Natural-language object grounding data
Segment Open
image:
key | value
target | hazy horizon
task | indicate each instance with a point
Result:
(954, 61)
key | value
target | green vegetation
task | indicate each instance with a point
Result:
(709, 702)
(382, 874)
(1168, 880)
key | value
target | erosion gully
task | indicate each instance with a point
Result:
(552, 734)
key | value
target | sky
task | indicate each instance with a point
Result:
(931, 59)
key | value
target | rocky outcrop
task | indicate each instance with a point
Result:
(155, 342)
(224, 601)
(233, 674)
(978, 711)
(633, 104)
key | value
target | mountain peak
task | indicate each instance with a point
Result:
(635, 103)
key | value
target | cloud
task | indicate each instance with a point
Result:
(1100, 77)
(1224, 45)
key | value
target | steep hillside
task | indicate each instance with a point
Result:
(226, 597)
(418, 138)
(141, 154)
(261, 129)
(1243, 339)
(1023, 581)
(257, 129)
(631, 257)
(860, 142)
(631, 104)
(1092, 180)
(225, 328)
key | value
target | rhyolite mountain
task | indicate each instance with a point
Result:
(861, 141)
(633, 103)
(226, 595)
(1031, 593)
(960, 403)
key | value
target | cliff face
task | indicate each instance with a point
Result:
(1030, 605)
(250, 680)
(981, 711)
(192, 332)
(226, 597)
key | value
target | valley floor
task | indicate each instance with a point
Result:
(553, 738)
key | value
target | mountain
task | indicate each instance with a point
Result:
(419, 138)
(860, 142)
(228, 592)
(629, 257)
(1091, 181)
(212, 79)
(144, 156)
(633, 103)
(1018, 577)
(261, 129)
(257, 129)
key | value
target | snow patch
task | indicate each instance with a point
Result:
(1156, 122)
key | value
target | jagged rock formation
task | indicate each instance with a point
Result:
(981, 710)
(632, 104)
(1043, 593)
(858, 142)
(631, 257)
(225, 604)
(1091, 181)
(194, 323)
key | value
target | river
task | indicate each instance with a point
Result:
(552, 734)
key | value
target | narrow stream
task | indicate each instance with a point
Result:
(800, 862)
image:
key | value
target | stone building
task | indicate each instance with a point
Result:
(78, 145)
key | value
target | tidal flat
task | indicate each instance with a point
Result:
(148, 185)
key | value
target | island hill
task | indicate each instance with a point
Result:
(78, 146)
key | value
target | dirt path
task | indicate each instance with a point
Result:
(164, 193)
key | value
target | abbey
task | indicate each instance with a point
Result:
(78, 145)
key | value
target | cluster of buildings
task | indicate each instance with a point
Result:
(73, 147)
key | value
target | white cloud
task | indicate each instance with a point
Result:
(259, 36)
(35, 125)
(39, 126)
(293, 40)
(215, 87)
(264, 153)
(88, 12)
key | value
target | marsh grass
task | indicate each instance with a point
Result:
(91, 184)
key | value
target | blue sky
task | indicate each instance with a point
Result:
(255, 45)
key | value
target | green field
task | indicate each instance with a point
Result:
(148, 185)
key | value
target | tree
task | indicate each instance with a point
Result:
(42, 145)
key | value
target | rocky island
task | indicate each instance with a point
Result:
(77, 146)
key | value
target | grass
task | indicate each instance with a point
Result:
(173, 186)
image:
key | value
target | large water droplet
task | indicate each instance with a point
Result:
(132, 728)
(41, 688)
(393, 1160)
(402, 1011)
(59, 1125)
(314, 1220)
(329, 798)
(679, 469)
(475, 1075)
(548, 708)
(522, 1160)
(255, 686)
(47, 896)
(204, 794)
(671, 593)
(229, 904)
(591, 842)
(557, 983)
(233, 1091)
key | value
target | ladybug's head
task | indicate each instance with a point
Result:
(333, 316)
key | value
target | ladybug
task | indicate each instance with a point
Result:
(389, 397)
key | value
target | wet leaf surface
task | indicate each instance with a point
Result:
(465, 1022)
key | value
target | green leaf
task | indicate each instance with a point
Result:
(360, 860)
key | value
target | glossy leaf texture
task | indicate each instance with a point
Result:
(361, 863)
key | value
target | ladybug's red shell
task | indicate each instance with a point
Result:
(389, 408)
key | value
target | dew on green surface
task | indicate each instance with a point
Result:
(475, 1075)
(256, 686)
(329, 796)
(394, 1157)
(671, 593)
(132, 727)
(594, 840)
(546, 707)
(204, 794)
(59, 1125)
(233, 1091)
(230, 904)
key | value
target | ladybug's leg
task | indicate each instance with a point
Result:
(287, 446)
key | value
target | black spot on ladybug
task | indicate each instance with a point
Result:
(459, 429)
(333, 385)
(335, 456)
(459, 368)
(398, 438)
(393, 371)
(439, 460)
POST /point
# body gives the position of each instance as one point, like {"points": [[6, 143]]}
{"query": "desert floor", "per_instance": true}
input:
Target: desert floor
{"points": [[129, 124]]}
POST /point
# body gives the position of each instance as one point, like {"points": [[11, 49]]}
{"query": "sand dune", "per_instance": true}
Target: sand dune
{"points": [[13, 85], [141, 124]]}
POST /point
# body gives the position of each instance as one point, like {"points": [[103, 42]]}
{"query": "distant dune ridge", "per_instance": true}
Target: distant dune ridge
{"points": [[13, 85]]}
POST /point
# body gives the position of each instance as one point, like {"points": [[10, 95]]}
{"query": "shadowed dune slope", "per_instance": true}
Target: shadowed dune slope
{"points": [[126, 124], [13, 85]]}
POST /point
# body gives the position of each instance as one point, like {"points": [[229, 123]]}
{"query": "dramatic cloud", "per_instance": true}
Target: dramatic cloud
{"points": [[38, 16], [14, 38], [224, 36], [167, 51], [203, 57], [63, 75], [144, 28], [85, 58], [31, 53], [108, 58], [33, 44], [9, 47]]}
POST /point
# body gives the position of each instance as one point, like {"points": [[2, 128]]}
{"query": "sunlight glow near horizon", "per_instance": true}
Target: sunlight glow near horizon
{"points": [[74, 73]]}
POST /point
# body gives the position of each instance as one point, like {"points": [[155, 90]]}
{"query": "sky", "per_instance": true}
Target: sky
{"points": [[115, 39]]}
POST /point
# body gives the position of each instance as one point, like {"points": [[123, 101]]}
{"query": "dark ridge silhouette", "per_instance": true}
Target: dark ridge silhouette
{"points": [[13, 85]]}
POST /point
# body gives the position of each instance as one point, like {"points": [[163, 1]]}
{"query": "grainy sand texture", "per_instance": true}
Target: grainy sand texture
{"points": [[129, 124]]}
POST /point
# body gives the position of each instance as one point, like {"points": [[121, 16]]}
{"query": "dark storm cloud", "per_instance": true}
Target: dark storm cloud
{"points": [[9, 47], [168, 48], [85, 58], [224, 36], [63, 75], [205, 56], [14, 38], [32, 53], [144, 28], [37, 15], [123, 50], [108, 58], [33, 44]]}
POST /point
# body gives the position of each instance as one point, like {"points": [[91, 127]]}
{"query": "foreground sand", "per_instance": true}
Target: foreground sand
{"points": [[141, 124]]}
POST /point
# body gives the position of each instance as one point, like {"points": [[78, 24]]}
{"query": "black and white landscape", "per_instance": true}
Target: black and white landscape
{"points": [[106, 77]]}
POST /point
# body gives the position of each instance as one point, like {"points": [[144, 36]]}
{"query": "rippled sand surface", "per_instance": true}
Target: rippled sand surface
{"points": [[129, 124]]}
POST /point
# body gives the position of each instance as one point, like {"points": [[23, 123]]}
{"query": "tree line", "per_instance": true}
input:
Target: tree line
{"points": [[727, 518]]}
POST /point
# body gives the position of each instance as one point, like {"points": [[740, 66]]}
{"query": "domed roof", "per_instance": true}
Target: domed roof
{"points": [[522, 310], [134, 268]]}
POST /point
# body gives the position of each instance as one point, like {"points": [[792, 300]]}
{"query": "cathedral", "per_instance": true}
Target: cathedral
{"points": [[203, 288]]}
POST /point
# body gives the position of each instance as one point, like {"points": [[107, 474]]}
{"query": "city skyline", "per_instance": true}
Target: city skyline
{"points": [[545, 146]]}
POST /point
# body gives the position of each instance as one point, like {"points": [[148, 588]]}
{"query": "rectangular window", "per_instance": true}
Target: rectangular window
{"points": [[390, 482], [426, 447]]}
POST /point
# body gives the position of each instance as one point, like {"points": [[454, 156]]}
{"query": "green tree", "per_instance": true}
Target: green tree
Segment Closed
## Aim of the exercise:
Scan the data above and copy every line with "rocky" in it.

## Answer for this exercise:
target | rocky outcrop
target | rocky island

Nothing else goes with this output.